DATA TO USE ->
^^^^
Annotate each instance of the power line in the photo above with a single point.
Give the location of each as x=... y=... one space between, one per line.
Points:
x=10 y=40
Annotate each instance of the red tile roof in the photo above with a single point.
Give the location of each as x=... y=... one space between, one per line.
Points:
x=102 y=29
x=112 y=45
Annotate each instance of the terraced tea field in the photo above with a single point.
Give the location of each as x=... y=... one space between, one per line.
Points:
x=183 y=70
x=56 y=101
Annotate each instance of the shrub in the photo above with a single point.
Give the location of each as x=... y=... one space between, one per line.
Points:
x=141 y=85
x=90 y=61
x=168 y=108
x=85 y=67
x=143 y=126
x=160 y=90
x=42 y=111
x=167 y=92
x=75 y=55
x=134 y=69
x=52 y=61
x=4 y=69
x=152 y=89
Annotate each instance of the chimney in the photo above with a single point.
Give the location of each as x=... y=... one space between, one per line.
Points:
^^^^
WHAT IS ASKED -> Rewrite all of the records above, swapping every "Annotate" for "Mark" and leaving everything else unchanged.

COMPLETED EXERCISE ->
Mark each instance of the power line in the photo above with a single point.
Give the location of each as x=... y=... one space between, one per line.
Points:
x=10 y=40
Mark each instance of the red tile roof in the photo above with a single point.
Give the location of each as x=... y=... one space between, one per line.
Points:
x=102 y=29
x=112 y=45
Mark each instance of the terraced tea field in the photo above with a single point.
Give the location of each as x=... y=... one space between, one per line.
Points:
x=183 y=70
x=56 y=101
Mark each instance of the shrub in the photo above with a single point.
Give the location of each as x=... y=... one space between, one per line.
Points:
x=141 y=85
x=90 y=61
x=168 y=108
x=85 y=67
x=143 y=126
x=160 y=90
x=42 y=111
x=167 y=92
x=75 y=55
x=134 y=69
x=52 y=61
x=4 y=69
x=152 y=89
Mark each instance of the chimney in the photo above with a single point.
Give the location of each as x=... y=... one space between, one per line.
Points:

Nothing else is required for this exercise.